Provided data:

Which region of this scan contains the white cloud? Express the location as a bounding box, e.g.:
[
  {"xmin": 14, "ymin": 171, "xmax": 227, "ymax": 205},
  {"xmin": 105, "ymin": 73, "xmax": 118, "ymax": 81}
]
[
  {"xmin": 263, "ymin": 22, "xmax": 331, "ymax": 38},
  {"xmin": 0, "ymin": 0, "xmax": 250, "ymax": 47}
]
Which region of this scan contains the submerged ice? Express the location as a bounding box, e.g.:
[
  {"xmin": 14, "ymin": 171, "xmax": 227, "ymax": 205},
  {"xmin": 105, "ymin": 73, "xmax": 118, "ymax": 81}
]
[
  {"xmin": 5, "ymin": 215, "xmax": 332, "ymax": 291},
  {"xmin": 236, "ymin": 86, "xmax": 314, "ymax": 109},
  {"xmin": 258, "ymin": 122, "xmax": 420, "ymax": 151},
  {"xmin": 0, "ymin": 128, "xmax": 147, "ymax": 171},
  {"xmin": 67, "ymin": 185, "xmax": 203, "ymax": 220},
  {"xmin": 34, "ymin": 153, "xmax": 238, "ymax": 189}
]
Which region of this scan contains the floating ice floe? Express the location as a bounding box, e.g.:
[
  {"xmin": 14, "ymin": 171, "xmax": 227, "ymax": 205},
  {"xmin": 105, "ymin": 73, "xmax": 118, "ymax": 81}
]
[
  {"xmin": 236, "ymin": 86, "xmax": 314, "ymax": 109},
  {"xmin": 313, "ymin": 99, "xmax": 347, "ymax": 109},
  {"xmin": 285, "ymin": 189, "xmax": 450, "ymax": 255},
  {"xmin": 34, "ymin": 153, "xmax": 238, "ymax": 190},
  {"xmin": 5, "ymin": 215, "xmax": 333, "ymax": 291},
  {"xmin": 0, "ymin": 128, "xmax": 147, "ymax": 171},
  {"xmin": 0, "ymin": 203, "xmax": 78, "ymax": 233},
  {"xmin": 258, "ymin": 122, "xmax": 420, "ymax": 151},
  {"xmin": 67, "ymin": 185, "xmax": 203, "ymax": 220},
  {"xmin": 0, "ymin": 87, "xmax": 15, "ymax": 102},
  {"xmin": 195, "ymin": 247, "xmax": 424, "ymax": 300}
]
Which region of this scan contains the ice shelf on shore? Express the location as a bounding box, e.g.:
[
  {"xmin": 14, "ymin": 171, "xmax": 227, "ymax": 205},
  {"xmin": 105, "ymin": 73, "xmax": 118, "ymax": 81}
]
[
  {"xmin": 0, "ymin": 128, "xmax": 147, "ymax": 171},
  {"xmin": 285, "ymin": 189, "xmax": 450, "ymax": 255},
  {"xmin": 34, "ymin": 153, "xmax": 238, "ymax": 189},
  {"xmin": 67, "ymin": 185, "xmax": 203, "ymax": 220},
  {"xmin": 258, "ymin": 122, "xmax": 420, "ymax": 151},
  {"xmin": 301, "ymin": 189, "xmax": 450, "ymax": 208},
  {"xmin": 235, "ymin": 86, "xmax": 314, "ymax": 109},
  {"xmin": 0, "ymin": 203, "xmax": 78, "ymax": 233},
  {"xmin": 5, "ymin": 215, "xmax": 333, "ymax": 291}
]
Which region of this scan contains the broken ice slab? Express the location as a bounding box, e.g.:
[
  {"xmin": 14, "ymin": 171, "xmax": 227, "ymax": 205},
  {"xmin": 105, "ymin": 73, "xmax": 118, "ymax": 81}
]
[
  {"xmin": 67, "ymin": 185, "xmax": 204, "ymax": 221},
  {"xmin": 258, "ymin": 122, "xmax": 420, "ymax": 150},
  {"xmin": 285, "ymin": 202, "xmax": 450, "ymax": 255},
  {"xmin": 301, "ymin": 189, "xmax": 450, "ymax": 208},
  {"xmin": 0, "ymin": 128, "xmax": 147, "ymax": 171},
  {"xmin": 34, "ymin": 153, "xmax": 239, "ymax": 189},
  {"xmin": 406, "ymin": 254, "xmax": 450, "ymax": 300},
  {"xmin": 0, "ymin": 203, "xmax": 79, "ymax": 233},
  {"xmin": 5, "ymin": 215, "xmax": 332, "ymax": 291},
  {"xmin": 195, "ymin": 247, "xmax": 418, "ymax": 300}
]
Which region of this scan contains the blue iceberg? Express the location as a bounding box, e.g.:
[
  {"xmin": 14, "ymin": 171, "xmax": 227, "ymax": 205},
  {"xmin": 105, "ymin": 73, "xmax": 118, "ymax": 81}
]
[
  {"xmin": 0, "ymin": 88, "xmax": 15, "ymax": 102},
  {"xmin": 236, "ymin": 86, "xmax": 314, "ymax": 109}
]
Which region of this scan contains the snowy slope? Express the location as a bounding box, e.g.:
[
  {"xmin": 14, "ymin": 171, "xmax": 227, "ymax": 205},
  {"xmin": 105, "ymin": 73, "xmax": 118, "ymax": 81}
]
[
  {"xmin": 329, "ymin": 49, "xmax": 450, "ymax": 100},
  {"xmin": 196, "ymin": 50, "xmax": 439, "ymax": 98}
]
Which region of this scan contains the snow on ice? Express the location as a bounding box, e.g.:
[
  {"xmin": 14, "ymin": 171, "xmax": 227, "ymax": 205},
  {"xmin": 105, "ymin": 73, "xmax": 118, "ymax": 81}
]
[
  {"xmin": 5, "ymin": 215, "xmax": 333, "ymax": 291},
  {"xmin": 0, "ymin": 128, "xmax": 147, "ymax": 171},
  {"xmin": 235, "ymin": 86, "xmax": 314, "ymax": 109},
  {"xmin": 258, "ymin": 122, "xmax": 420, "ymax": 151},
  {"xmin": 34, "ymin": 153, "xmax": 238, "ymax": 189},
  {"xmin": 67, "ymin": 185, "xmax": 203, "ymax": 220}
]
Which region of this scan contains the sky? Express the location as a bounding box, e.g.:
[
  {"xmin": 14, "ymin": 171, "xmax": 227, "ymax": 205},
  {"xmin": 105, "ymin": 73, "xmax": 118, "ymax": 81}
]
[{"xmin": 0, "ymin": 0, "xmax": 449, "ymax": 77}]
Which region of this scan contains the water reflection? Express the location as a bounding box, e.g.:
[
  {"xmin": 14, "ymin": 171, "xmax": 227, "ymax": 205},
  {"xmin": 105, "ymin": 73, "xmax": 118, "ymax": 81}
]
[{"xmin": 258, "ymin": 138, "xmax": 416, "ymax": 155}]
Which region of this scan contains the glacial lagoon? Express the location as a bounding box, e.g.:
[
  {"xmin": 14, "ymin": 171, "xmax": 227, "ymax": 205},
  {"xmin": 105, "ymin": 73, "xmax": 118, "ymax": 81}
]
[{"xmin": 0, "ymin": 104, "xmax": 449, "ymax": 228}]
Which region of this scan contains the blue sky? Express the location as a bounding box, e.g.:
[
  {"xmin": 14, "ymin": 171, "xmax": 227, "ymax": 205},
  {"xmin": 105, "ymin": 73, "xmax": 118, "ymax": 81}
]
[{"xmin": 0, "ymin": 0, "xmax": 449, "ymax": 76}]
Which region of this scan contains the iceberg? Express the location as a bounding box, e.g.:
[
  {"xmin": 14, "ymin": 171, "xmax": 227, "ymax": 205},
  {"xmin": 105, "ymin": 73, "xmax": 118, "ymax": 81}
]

Your instructions:
Take every line above carrying "iceberg" and return it.

Written answer:
Which region of this scan contains the blue iceberg? Express the location as a bounding box, e.g.:
Which region of this scan contains the iceberg? Express the location as a bounding box, e.g.:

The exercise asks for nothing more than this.